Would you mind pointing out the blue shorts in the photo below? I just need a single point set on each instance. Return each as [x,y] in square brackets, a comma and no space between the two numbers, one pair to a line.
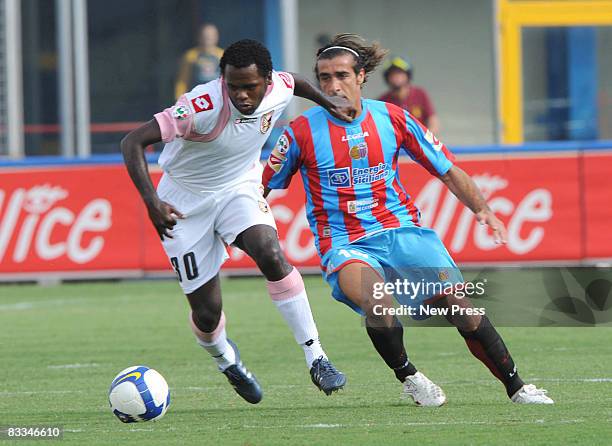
[411,254]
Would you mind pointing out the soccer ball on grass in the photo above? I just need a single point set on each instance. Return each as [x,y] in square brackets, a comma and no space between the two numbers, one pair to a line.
[139,394]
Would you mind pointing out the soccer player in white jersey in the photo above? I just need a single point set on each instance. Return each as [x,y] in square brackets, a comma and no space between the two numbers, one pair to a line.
[210,196]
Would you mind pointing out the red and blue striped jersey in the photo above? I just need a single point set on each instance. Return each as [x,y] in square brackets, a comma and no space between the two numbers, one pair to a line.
[350,170]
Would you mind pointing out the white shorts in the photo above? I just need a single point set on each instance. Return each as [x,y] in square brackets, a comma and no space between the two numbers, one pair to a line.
[212,221]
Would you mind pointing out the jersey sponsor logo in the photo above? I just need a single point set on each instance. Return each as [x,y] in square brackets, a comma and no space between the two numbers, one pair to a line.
[244,120]
[266,122]
[326,231]
[339,177]
[346,138]
[435,142]
[345,177]
[287,79]
[359,151]
[370,174]
[361,205]
[202,103]
[180,112]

◇ ◇ ◇ ◇ ◇ ◇ ◇

(Goal) Reproduce the data above in full, exactly as it is, with the pictures left out.

(Exercise solution)
Would you mind pointing out the blue shorts in the photo below? I just need a single point set on each instance. Return each as [x,y] in square brackets, a comma and no space between the two numbers, one pair to a line.
[411,254]
Would you mind pointing out the soccer ball on grass in the photo above? I just need a single point set on each instance. Return each as [x,y] in square brackets, a comma and no space between the two numbers, one pair to a line.
[139,394]
Would you mind pointing out the soccer player in white jersey in the photo above? I just need a single point set on each instance. Return each as [x,y] in square brackets, a comma and no space between the two numbers, one pair to a line.
[210,196]
Would you mind pointing out the red and blue striped jersey in the photo above? I just need a single point set on each instance. Return each as [x,y] in square brackets, a comma and no space between the two numbers, one pair to a line.
[350,170]
Would you mind pointing out the white shorts in the photo above? I just need a single point set on each instance. Return each as [x,y] in square brackets, a comma and no space between the two numbers, one pair to a line.
[212,221]
Would you mind pointing out the jersey sponsor logo in the photo above? I just need a single point set on each instance. Return each as [x,y] in square brackets, a comma and no space between the two numbers, one pair to a line.
[244,120]
[266,122]
[326,231]
[339,177]
[346,138]
[435,142]
[345,177]
[287,79]
[359,151]
[370,174]
[361,205]
[202,103]
[180,112]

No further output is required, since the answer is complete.